The request:
Can you write out the items below again, substituting "a single dot for each instance" for "one dot per instance" and keeping everything else the same?

Saved data entries:
────────────────────────────────────────

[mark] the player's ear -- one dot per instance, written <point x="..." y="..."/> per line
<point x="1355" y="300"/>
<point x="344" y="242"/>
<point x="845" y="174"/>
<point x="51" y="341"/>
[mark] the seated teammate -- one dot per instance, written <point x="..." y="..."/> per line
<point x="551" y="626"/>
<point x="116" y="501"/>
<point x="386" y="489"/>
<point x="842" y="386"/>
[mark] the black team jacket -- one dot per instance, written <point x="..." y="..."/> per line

────────────────────────────────────────

Solution to the problem:
[mark] the player's ear -- a single dot for each instance, written <point x="..." y="..."/> per line
<point x="1355" y="300"/>
<point x="344" y="242"/>
<point x="845" y="174"/>
<point x="51" y="341"/>
[mark] the seated teammate -- a single dot for each instance, written <point x="..." y="..."/> per line
<point x="551" y="626"/>
<point x="116" y="501"/>
<point x="386" y="489"/>
<point x="842" y="386"/>
[mark] the black team jacket -- a single dot for each instance, written <point x="..." y="..."/> per line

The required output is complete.